§ **Exercise materials**:
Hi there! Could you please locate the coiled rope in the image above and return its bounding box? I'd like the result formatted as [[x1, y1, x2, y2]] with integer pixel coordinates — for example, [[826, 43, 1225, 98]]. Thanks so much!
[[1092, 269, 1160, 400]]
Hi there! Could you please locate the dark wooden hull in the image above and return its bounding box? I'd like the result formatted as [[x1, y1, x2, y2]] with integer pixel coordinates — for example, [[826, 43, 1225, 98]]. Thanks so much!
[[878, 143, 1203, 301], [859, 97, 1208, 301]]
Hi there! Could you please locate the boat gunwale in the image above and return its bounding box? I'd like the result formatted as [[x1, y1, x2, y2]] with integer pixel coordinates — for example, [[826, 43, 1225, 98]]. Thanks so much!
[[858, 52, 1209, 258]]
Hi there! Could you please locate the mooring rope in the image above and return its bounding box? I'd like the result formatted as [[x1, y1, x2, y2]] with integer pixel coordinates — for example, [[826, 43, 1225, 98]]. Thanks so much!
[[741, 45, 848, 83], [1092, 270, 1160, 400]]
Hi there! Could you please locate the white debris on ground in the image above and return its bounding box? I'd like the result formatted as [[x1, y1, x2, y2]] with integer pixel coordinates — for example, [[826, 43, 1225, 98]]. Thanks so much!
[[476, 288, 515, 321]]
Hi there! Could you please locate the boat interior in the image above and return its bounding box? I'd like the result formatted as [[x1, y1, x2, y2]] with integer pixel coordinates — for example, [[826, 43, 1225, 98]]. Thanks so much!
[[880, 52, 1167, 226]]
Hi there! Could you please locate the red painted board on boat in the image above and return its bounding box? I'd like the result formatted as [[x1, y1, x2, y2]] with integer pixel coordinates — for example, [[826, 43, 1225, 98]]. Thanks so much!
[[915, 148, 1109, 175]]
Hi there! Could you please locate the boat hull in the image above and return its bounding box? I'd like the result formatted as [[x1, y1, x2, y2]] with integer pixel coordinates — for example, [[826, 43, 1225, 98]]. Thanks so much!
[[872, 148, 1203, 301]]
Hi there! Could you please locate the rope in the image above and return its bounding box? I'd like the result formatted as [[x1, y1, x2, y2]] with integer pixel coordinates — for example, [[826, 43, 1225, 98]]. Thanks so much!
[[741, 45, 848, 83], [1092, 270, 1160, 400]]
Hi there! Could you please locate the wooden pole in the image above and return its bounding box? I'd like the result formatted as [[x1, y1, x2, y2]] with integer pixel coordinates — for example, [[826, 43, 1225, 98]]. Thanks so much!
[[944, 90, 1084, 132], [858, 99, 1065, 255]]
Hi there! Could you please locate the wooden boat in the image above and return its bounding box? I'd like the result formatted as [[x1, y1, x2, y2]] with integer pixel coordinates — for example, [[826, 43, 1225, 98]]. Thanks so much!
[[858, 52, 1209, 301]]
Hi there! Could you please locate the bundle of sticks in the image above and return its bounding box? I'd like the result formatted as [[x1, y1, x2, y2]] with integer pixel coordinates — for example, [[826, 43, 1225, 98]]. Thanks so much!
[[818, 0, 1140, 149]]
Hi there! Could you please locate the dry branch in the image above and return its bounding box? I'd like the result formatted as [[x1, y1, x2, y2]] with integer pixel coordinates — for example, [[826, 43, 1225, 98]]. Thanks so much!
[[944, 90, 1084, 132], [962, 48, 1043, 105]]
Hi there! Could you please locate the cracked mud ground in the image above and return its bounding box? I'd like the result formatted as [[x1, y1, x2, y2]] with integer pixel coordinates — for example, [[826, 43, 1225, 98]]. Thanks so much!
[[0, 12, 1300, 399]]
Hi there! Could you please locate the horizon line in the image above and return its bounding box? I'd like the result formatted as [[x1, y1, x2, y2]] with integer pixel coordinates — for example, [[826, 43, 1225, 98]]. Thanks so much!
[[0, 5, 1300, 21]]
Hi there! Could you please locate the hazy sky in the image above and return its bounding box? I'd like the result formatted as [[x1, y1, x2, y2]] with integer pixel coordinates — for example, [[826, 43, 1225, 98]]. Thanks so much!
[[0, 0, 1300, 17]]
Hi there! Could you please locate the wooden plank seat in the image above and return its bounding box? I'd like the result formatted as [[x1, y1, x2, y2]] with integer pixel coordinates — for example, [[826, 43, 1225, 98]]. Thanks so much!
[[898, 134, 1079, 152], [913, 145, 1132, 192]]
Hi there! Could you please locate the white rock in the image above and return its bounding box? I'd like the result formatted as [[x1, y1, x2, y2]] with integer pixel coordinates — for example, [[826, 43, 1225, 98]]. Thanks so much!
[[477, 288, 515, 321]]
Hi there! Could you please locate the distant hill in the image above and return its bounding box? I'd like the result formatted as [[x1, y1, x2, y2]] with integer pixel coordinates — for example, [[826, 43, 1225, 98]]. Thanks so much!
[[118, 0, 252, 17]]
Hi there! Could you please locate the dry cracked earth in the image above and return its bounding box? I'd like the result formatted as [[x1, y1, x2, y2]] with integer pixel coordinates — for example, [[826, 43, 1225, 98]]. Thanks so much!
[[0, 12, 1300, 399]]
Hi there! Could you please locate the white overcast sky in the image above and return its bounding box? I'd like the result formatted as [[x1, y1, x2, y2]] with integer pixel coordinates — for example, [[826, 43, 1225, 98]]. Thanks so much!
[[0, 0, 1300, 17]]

§ **Goal**: Please reproduce the entries word for word, from the very first line through the line containing "[[915, 148, 1109, 175]]", both included.

§ **Task result**:
Hi there! Could you please locate the coiled rope in the image above and return its bounding box? I'd like the result formatted as [[x1, y1, x2, y2]] with integer pixel coordinates — for example, [[826, 43, 1225, 98]]. Thanks so much!
[[1092, 269, 1160, 400]]
Hi there! Could you please locate the dark wooden hull in the image above and return its bounding box? I'd like the result formatted as [[x1, y1, x2, y2]] with integer pixel coordinates — for example, [[826, 43, 1225, 98]]. Thanks so much!
[[878, 143, 1203, 301], [859, 97, 1208, 301]]
Hi there! Could you please locate the boat gunwale in the image above and return its bounding box? I'd like the result formatted as [[x1, y1, x2, y2]] with integer pixel coordinates — for example, [[826, 43, 1225, 98]]. Thanks so much!
[[858, 52, 1209, 258]]
Hi there! Could you please locate the mooring rope in the image above and return its bounding box? I'd like the result formatted as [[x1, y1, x2, y2]] with integer pixel coordinates — for example, [[826, 43, 1225, 98]]. Thanks so much!
[[741, 45, 848, 83], [1092, 270, 1160, 400]]
Hi there! Could you please locate the white debris on ground in the image above and return its bounding box? I'd like the result formatted as [[x1, y1, x2, y2]] with integer pixel coordinates — for example, [[826, 43, 1225, 98]]. Thanks so much!
[[476, 288, 515, 321]]
Hi there! Could you please locate the boat interior in the image above and return its bounding box? I'd like the result formatted as [[x1, y1, x2, y2]] with integer pixel coordinates — for example, [[826, 43, 1225, 98]]. Thanks so much!
[[880, 52, 1167, 226]]
Hi there! Could you please locate the red painted board on boat in the image above and return its bounding box? I'd like the result formatted as [[x1, y1, x2, y2]] with integer pixel coordinates — for example, [[826, 43, 1225, 98]]. Thanks so much!
[[915, 148, 1109, 175]]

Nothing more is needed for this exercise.